== Exercise brief ==
Reproduce the listing below in full, substituting "central point" for each occurrence of "innermost point" and leaving every other line and character unchanged.

* BEGIN Extracted records *

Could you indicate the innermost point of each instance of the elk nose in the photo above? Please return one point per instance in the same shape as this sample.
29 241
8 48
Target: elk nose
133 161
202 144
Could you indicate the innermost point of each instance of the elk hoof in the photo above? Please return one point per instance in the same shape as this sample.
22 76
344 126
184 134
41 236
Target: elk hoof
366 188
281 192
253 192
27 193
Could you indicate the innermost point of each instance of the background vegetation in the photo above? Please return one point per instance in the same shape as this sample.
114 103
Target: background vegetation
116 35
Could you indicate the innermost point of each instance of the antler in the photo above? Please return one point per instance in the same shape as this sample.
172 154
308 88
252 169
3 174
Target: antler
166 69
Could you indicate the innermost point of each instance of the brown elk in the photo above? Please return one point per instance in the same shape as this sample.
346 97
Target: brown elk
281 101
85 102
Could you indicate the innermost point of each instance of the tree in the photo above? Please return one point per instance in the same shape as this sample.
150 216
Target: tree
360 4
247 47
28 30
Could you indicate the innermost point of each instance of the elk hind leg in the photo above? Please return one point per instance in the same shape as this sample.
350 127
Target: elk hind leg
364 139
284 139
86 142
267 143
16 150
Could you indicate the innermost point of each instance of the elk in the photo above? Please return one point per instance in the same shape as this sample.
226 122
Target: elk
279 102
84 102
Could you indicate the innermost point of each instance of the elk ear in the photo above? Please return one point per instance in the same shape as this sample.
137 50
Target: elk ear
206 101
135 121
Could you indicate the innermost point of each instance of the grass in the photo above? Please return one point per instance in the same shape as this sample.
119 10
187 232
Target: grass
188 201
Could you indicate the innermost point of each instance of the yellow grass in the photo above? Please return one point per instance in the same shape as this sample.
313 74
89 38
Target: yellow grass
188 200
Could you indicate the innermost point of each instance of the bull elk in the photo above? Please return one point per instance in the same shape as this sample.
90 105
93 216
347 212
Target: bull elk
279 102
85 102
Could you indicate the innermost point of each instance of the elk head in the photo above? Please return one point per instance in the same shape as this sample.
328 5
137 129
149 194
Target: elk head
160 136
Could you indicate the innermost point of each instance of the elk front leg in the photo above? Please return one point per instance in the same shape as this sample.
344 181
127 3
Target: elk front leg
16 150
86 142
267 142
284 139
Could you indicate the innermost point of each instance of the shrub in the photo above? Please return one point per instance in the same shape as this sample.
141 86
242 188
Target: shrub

* END Extracted records *

== Complete response ==
Could you indicate the central point of each instance of the elk nose in the photo above? Please return one point per instance in the same shape as this sample.
29 241
8 48
Target: elk nose
133 161
202 144
Could you indicate the central point of each instance of the elk hoof in the photo above? Please return one point per instance in the same shape as this sample.
22 76
344 126
184 134
41 236
Target: elk hoof
366 188
281 192
253 192
27 193
Could you indicate the central point of each instance of the background vegetation in the photo above? Please return one point per instance in the same shape as this sample.
114 103
Target: background vegetation
116 35
Could you indicate the central point of each instance of the antler in the photo above? Please return one point per instance in the same shape as this sample.
172 154
308 88
252 169
3 174
Target: antler
166 69
Could you indicate the central point of each instance of the brown elk in the photo above? Please return one point per instance in the same shape as this sample.
346 97
Target: brown elk
281 101
85 102
Could you indicate the central point of each instance of the tree in the photo above? Please return one point per instance in the same shape as this sample.
150 216
Target: tree
360 4
247 47
28 30
Could you indicate the central point of each instance of the elk hind leg in the photo above? Please return one point per instance in the same shape as this sample.
350 127
Target: elk hind leg
364 139
284 139
86 142
267 143
16 150
Could you indicate the central point of each instance of the elk in the photo above? Please return one point per instance in the same shape as this sample.
226 122
Target: elk
279 102
84 102
Could you indicate the central point of each instance of the elk ear in the photo above? Please return one point per instance in the same shape as this sample.
137 50
Target: elk ear
206 101
135 121
Could you indicate the central point of each instance of the grass in the photo above? Please return one point per instance in the same shape as this sample.
119 10
187 232
Target: grass
188 201
Could you indicate the central point of each instance of the yellow grass in the photo above? Please return one point per instance in the same shape as this sample.
313 74
89 38
Target: yellow grass
188 200
Could you indicate the central point of each instance of the bull elk in the photo above? Please return one point per instance in the same shape as this sample.
90 105
93 216
347 212
Target: bull elk
279 102
85 102
Could you indicate the central point of each instance of the elk head in the photo above? Please return one point per instance in the same shape as this sample.
328 5
137 129
149 194
Target: elk head
160 136
Could you indicate the central point of each instance of the elk front leg in the photo above? Please return one point per instance in the same shape as this sample.
344 181
127 3
Target: elk front leg
16 150
86 142
267 142
284 139
Could you indicate the central point of each instance of the shrub in the photo above? Please return one point per instance in the same shape as this sample.
141 86
242 188
Target: shrub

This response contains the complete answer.